En aquella región había unos pastores que pasaban la noche
al aire libre, velando por turno su rebaño.
Y un ángel del Señor se les presentó; la gloria del
Señor los envolvió de claridad, y se llenaron de gran temor.
El ángel les dijo: «No temáis, os traigo una buena
noticia, una gran alegría para todo el pueblo: hoy, en la ciudad
de David, os ha nacido un Salvador: el Mesías, el Señor.
Y aquí tenéis la señal: encontraréis un niño
envuelto en pañales y acostado en un pesebre.»
De pronto, en torno al ángel, apareció una legión
del ejército celestial, que alababa a Dios, diciendo: «Gloria
a Dios en el cielo, y en la tierra paz a los hombres que ama el Señor.»
“Y LA DEJÓ EL ÁNGEL”
Así concluye el evangelio de la Anunciación a María, según san Lucas, que volvemos a leer en este Adviento, después de haberlo escuchado ya en la fiesta de la Inmaculada. En cada caso, la primera lectura le da un matiz propio a este evangelio. En la solemnidad de la Inmaculada, el relato del jardín del Edén en el libro del Génesis, anuncia la victoria de la humanidad, “la descendencia de la mujer”, sobre las fuerzas del mal, que así pierden su carácter de fuerza demoníaca, irresistible. Después de presentar a la primera pareja ideal en su ser natural, como parte de la naturaleza cósmica, vegetal y animal, se anuncia el camino hacia una humanidad “redimida”, abierta a la gracia. Ese camino nos conducirá a la obra suprema de la gracia que es lo que celebramos en la solemnidad de la Inmaculada Concepción. A su modo, en la propia medida, la concepción de un ser humano es también santa e inmaculada.
En este domingo el relato de la Anunciación viene precedido por la profecía de Natán sobre el carácter divino de la dinastía davídica a la que Dios da su pleno apoyo y favor. No se pueden aceptar sin más los términos obsequiosos de un profetismo cortesano, representado por Natán. Son descarada adulación, típica de los llamados “profetas de paz”, del “todo va bien”. Y son la muestra de hasta dónde puede llegar la politización de la profecía. Generalmente, la buena voluntad de los íntérpretes descubre un valor positivo en la propuesta de que, en lugar de edificar un templo, “una casa” para Dios, será Dios quien apoye la construcción de la casa, esto es, la estabilidad de la dinastía de David para siempre.

-- EXTRACTO DE DATOS --
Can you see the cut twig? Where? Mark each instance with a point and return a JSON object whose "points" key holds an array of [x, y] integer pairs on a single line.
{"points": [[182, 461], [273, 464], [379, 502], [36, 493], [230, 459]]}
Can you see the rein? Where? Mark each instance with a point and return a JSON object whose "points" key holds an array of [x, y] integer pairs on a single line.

---

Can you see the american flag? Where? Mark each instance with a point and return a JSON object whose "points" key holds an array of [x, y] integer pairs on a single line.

-- TAREA PROPUESTA --
Resuma el pasaje en dos oraciones. El listado no hace falta para resolver lo que se pide.

-- RESPUESTA CORRECTA --
Un ángel del Señor se presenta de noche a unos pastores que velan su rebaño y les anuncia que en la ciudad de David ha nacido el Mesías; luego una legión del ejército celestial alaba a Dios. El comentario que sigue explica que el evangelio de la Anunciación se lee con el relato del Edén en la fiesta de la Inmaculada y con la profecía de Natán en este domingo, y califica de adulación cortesana los términos de esa profecía sobre la dinastía davídica.